Exercise:
Say how many lines in the records hold the word "unit", and give nothing but that number.
━━━ Data under study ━━━
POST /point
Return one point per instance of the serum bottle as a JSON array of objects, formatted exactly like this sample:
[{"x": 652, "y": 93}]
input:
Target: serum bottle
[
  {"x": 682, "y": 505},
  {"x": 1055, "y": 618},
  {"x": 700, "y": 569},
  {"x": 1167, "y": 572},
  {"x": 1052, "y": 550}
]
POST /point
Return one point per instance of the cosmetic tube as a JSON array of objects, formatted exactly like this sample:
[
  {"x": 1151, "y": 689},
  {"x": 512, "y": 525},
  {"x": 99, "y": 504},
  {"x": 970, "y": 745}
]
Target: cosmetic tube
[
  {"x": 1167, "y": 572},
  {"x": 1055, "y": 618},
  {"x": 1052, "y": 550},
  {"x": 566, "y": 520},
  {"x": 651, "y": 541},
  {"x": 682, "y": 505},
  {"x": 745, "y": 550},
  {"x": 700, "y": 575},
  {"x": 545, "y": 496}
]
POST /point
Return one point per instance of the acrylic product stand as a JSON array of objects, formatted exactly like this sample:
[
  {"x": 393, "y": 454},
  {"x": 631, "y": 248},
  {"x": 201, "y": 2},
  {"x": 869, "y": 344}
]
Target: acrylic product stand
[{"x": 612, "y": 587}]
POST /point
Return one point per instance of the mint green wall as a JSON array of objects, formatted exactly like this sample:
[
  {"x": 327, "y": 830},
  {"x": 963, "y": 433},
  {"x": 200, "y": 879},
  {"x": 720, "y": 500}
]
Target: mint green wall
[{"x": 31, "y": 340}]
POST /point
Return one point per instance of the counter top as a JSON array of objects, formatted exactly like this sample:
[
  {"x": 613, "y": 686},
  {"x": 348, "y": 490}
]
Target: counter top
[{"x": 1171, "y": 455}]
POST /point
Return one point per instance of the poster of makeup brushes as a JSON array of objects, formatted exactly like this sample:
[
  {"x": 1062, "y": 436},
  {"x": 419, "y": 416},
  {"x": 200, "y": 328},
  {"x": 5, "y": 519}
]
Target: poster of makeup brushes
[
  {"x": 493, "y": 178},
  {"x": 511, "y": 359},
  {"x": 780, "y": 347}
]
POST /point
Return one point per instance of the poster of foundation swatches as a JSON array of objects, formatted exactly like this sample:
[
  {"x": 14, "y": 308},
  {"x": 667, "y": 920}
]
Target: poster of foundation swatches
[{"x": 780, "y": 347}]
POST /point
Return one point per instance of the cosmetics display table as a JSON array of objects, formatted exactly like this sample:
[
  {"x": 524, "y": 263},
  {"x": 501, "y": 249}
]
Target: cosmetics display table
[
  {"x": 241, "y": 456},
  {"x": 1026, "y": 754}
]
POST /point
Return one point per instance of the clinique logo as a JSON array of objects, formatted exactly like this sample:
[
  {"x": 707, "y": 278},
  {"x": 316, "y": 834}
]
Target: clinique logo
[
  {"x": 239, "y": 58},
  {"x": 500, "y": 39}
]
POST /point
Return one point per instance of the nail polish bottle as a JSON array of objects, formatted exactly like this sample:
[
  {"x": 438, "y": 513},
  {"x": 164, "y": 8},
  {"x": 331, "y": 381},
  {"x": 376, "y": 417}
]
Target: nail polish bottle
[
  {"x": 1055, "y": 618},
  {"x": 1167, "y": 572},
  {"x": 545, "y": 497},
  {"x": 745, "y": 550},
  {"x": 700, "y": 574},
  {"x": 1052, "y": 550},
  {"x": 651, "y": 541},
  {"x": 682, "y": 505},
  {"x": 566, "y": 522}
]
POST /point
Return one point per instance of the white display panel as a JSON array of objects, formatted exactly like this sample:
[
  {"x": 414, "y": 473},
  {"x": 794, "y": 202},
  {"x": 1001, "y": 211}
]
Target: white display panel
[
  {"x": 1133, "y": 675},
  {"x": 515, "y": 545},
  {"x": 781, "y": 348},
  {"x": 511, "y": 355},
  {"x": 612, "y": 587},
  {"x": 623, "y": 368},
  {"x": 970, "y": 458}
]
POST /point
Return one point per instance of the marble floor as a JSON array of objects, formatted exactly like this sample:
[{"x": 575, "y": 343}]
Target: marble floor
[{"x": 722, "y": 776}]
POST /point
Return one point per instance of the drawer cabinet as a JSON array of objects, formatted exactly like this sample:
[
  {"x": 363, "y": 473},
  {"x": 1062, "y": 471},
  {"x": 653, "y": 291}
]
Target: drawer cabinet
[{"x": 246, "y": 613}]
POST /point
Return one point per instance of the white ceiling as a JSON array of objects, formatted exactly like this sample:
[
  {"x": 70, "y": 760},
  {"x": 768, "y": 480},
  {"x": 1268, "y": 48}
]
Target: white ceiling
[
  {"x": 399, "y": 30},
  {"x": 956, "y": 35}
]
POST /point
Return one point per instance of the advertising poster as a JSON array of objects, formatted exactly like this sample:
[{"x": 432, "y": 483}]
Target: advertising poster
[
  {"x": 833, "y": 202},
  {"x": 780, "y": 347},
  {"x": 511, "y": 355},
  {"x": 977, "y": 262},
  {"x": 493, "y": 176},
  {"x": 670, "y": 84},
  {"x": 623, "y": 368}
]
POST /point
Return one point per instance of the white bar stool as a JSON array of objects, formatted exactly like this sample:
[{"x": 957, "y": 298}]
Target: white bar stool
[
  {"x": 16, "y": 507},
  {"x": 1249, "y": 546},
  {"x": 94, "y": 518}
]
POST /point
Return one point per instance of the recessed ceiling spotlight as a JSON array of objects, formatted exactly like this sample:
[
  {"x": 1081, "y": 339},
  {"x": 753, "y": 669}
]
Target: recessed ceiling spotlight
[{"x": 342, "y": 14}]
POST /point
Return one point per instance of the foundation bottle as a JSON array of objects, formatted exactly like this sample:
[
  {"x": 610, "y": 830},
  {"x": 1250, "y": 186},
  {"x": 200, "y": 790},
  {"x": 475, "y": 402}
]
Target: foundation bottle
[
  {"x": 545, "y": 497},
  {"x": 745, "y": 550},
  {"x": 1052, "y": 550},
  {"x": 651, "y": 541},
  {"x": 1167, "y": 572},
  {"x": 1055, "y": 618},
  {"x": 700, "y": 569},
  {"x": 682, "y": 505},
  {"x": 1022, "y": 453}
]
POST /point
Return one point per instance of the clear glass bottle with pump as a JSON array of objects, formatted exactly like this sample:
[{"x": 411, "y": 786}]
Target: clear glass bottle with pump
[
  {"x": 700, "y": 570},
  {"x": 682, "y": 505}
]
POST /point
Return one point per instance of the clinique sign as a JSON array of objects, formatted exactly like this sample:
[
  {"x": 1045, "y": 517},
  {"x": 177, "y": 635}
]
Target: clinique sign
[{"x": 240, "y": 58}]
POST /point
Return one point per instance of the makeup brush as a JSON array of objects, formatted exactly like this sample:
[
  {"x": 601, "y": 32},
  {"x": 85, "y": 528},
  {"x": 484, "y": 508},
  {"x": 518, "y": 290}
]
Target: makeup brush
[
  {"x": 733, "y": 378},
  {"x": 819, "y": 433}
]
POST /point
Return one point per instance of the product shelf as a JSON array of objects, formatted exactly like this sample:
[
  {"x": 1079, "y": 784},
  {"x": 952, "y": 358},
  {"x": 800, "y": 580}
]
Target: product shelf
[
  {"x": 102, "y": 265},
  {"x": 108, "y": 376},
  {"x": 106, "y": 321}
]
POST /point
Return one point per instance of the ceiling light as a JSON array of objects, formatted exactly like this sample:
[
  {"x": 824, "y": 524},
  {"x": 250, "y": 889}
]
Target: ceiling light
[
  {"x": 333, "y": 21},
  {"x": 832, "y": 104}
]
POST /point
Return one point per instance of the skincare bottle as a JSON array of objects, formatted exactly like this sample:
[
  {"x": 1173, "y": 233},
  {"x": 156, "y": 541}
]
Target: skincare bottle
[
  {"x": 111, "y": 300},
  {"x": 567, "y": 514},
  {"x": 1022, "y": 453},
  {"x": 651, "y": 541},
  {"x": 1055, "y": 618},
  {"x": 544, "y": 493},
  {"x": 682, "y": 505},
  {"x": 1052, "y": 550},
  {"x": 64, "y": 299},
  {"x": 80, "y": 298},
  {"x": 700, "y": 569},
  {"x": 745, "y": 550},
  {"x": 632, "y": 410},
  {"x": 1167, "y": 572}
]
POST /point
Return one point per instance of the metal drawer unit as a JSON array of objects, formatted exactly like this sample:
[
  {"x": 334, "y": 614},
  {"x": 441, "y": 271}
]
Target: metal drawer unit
━━━
The answer:
2